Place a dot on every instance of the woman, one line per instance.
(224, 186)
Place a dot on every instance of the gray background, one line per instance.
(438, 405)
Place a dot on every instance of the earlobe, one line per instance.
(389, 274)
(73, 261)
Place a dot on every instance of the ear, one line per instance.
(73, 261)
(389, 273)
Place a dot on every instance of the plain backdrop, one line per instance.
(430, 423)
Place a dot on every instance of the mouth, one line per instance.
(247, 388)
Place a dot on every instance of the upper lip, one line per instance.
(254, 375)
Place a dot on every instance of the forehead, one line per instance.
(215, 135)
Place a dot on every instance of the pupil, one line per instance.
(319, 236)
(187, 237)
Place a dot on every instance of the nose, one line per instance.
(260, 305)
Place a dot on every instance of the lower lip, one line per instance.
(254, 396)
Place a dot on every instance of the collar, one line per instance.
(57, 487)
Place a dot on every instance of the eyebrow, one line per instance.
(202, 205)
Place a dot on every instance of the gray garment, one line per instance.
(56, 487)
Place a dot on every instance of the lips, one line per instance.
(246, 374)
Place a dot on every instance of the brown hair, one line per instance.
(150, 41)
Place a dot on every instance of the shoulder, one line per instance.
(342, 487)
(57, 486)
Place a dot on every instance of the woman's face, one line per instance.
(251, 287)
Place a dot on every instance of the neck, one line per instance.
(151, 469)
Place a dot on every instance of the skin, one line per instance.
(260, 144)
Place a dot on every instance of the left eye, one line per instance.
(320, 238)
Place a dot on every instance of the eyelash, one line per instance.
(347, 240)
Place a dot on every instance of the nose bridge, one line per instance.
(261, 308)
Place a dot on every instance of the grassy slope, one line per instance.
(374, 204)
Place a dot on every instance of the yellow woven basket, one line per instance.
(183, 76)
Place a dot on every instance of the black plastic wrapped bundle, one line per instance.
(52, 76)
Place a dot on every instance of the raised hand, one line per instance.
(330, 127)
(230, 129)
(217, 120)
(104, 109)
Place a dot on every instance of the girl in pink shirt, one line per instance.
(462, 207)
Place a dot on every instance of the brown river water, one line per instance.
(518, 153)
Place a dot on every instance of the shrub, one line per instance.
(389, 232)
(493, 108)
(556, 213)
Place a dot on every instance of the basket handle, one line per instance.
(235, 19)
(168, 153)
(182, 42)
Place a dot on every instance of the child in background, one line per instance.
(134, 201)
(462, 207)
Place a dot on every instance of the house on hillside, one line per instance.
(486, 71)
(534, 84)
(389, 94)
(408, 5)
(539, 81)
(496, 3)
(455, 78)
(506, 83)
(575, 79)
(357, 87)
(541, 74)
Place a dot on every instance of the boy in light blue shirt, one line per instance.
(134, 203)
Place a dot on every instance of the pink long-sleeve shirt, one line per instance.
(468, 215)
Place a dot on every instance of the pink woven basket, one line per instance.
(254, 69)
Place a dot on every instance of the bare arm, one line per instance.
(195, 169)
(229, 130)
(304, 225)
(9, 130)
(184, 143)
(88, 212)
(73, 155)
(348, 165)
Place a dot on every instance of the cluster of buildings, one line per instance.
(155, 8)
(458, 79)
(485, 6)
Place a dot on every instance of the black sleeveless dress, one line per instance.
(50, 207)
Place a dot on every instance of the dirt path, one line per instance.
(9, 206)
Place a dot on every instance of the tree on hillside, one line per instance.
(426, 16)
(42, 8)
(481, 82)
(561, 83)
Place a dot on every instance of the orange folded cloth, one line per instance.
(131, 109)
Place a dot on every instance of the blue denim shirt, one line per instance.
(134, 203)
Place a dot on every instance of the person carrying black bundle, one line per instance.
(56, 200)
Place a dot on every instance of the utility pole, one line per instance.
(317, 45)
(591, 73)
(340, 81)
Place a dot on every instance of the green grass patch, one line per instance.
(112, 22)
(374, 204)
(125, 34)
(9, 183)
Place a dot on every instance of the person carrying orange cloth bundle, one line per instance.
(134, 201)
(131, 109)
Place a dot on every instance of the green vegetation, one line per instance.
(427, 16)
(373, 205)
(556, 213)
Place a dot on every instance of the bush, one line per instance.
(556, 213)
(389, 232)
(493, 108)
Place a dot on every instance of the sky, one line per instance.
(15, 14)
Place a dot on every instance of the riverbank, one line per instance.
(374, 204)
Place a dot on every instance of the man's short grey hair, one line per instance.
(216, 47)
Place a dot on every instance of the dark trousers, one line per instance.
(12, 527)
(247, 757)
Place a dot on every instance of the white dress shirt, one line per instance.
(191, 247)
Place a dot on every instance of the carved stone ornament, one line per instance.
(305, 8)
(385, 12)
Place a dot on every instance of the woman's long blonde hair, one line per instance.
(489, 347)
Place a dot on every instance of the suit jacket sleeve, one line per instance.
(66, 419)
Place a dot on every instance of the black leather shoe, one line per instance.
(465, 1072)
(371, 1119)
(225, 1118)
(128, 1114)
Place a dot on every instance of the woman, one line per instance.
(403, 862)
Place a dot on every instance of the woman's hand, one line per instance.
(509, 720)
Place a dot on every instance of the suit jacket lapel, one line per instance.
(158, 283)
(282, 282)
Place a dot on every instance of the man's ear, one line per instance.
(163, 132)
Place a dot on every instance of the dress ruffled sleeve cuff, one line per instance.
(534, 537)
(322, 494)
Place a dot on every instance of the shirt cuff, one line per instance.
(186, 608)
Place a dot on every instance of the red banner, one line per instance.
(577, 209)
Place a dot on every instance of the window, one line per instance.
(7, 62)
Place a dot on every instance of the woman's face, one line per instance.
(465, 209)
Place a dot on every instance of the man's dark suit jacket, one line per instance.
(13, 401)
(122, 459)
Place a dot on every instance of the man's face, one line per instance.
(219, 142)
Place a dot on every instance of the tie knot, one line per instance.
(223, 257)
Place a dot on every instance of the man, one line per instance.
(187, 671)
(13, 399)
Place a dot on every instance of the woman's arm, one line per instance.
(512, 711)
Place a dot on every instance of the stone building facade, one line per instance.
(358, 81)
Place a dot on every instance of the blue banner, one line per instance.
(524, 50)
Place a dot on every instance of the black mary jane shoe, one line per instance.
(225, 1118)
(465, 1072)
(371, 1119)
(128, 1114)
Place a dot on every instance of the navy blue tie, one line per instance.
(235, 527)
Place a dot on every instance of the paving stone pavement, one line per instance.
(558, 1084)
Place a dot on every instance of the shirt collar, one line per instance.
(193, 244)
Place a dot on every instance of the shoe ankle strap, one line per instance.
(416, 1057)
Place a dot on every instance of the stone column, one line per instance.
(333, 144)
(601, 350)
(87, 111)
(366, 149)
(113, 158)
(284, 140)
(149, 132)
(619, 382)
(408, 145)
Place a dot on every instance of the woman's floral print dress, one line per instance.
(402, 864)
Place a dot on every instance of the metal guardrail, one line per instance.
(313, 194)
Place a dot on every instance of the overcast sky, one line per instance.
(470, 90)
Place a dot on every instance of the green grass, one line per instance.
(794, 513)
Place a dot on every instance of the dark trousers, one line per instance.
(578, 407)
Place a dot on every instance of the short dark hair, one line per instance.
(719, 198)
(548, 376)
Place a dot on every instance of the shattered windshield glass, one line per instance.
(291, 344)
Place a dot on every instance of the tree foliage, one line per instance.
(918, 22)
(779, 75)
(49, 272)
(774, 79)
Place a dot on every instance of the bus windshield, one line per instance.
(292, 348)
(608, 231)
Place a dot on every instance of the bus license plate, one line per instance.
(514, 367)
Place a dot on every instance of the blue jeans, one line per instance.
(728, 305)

- - -

### WORK REQUEST
From the line containing "Place a dot on every instance of the shattered" to the last line above, repeat every line exactly and nothing else.

### ANSWER TO THIS PROBLEM
Place a dot on every instance of the shattered windshield glass, one line per instance.
(291, 344)
Place a dot on every instance of the tree foliage, one line per instance.
(918, 22)
(779, 75)
(49, 272)
(774, 79)
Place a dot on every instance of the bus windshield, one line per instance.
(292, 348)
(608, 231)
Place a dot on every instance of the bus license plate, one line per instance.
(514, 367)
Place a dot on every instance of the blue jeans, one line per instance.
(728, 305)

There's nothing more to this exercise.